● **Work to do**
Please rewrite every one of the entries below with "put a pin on" swapped for "place a marker on" and nothing else changed. Leave the pictures out of your answer.

● **Entries provided**

# # # # # # #

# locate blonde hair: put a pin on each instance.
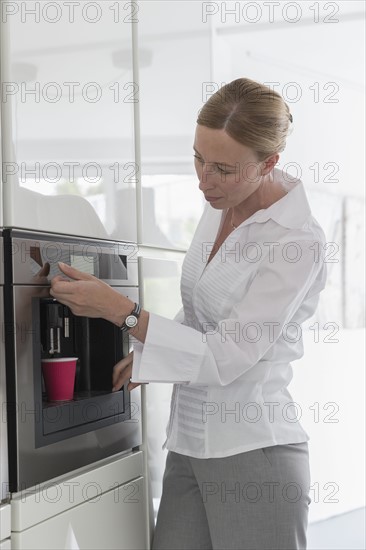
(252, 114)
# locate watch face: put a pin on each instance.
(131, 321)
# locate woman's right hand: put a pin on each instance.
(122, 372)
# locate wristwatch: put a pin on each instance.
(132, 319)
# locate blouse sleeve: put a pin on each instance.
(222, 352)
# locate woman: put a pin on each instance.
(237, 470)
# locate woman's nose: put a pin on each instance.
(207, 176)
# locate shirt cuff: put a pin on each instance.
(172, 353)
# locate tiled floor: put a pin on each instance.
(343, 532)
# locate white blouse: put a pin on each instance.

# # # # # # #

● **Task result**
# locate blonde hair: place a marker on each instance.
(252, 114)
# locate watch face: place a marker on each instance.
(131, 321)
# locate woman's right hand: place a marker on each instance.
(122, 372)
# locate wristwatch: place a marker on each instance.
(132, 319)
# locate blouse sleeve: place a marker on each instance.
(222, 352)
# locate woman: place a marker on each instance.
(237, 470)
# locate woman's nose: place a marker on each instance.
(207, 176)
# locate shirt cuff: place a marker on each instance.
(172, 353)
# locate tiled floor: place a marker on each instance.
(343, 532)
# locate white blouse: place a marker on each instance.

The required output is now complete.